_Request_:
Rewrite each line of the data from the line with "Would you be able to determine the whereabouts of the woman's" to the line with "[12,82,61,138]", both included, shifting every bounding-box coordinate by adding 79. Leave all other text unchanged.

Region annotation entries

------------------------------------------------------------

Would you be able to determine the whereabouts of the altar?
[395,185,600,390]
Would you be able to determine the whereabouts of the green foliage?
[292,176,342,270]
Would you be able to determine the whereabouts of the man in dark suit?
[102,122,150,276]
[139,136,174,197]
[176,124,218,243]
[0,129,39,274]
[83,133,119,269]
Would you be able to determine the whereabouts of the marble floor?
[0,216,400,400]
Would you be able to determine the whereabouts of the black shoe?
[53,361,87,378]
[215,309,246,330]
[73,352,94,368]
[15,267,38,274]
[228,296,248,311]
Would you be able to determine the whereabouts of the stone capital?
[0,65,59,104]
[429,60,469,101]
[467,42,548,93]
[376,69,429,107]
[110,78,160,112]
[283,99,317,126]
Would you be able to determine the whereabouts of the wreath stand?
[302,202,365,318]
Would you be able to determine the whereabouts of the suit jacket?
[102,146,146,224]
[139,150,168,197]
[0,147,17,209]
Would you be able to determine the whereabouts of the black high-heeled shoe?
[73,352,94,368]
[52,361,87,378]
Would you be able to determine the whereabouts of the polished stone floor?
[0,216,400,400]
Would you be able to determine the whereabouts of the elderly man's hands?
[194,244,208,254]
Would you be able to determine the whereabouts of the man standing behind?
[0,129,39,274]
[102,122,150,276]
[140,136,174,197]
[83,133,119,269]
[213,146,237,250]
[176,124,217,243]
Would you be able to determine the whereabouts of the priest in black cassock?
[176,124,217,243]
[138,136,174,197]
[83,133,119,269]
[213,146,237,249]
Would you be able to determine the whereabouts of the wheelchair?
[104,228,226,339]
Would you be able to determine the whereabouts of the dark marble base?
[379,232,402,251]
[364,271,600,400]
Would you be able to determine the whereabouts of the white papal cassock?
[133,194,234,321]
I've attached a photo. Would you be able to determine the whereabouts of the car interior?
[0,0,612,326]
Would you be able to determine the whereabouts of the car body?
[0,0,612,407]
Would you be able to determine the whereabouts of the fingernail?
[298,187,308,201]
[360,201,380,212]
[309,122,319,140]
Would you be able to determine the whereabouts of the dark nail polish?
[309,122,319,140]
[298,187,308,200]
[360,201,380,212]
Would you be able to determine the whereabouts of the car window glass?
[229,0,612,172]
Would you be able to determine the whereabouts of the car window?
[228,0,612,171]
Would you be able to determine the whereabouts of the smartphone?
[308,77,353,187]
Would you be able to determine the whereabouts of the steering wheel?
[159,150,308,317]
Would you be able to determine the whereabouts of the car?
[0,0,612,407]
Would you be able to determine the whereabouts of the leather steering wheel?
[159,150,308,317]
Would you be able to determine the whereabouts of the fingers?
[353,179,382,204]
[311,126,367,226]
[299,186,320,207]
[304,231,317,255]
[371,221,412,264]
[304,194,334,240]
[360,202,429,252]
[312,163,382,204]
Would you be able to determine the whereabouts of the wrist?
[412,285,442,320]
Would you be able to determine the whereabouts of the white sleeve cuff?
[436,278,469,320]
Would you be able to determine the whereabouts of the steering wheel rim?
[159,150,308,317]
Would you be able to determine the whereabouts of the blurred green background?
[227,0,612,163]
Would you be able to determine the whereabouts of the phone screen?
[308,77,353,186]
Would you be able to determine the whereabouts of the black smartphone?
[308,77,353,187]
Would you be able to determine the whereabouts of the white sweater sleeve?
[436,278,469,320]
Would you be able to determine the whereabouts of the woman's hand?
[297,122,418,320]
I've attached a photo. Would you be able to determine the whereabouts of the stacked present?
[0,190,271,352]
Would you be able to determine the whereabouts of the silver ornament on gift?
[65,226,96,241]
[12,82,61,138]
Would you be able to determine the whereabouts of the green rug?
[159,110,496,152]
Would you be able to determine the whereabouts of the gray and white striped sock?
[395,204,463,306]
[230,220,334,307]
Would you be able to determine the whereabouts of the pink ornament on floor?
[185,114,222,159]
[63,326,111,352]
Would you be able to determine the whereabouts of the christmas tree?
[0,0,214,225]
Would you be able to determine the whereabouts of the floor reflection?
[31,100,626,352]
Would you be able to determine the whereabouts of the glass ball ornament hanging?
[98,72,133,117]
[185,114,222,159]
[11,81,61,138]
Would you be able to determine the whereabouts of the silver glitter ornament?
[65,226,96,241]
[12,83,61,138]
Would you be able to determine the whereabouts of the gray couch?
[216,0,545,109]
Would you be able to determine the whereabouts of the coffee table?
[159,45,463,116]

------------------------------------------------------------

_Correct response_:
Would you be able to determine the whereabouts of the woman's hand?
[376,201,497,399]
I've attached a photo. Would you be able to determine the whereabouts of the stacked present?
[79,269,350,431]
Would you be able to determine the whereabouts of the silver ornament on gift?
[144,305,175,320]
[91,161,140,217]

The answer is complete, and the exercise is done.